====== Source

Cronbot addresses both of these issues. For public nodes, the bot will simply check block logs for IPs listed (i.e. at the Harvard database), and private nodes will be discovered by timed reconnections to the Tor network itself. Once the bot connects to a viable open proxy, it will try to post its open status on the User:Cronbot/sb page. We will know it really is the bot posting, because it will sign every post of this nature with cleartext PGP signatures.
More about Tor nodes for the purposes of this project is at User:Cronbot/PGP help.
Cronbot will post open "public" and "private" nodes on its userspace project page (currently in progress at User:Cronbot/sb). It is implied that every IP listed is inherently on the editing chopping block, since it would be difficult for project members to rigorously check these nodes themselves beyond eyeballing the relevant public lists; that is, the VCN method is ineffective here. Project members also need not post that a node has been blocked on the page in question, first because the bot will detect blocked nodes and remove them from the list automatically (or can be sped up in the delisting process by placing a recheck request in the messages section), and secondly because the entire page is blanked on every refresh save for the transcluded message area at the bottom.

============

What to work on
(a) Summarize the Cronbot text above in two sentences.
(b) Extend the Cronbot text by one paragraph, picking up after its final sentence.

====== Data provided

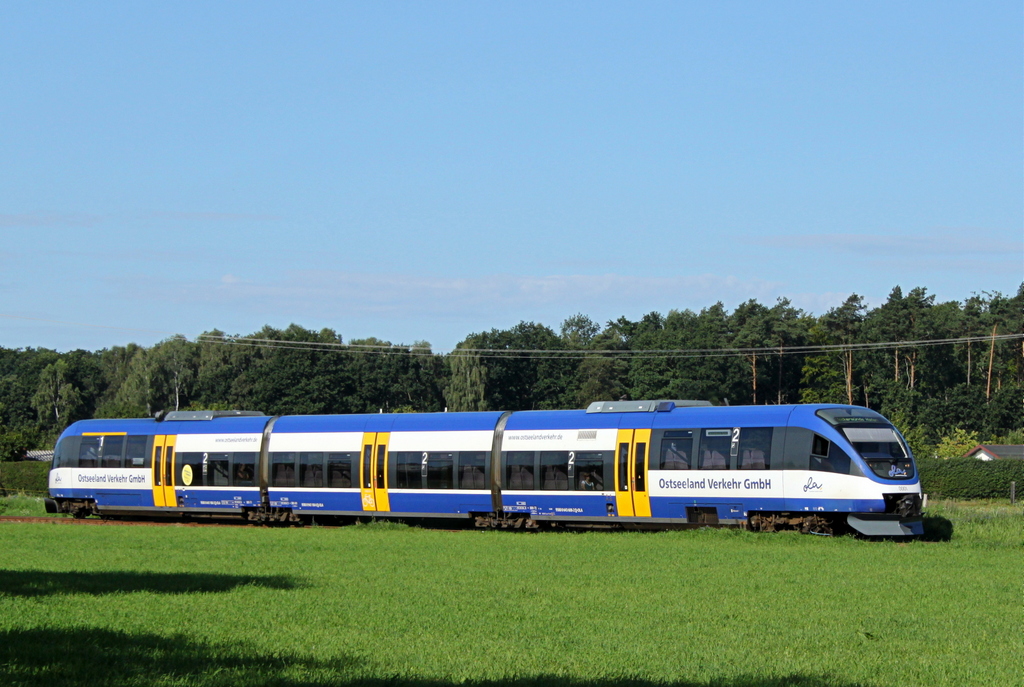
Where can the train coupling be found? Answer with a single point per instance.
(886, 524)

============

Answers to the tasks
(a) Cronbot finds public Tor nodes by checking block logs for listed IPs and private nodes through timed reconnections to the Tor network, then posts the open status of each viable proxy on User:Cronbot/sb under a cleartext PGP signature. Every listed IP is treated as slated for blocking, and project members need not report blocks because the bot removes blocked nodes automatically and the page is blanked on each refresh except for the transcluded message area.

(b)
Speaking of transclusion, the current idea is to transclude the bot's userspace project page on Wikipedia:OP. As of now, I have not really brought this idea up to the OP project members, but it would appear we have all been a bit too busy to monitor the project talk page anyway. This is certainly not a final decision, but I feel it is a good idea.
This is a useful bot, but has issues to consider. There are imaginable hazards attributed to this bot, and with reviewer permission, I feel it prudent to address them in full before activating potentially risky behaviors without proper authorization. First, there are scores of open Tor exit nodes on the Internet, most of which are currently unblocked from editing Wikipedia. The only physical numbers of Tor exit nodes can be gleaned from the Harvard list, which is itself hundreds of lines long. Indeed, by the maintainer's calculations, Cronbot would have to run for over 14 hours while checking one open proxy every sixty seconds to complete one run of the list.
Beyond this, one key question is necessary: since this is a moderately dangerous bot, how can we trust its output? This bot has the potential to cause many editors to be blocked from editing. To be sure, there are specific points of trust that one must consider for each of this bot's main points, and these sources must be both verifiable and understood to be only as trustworthy as its authority and dependability.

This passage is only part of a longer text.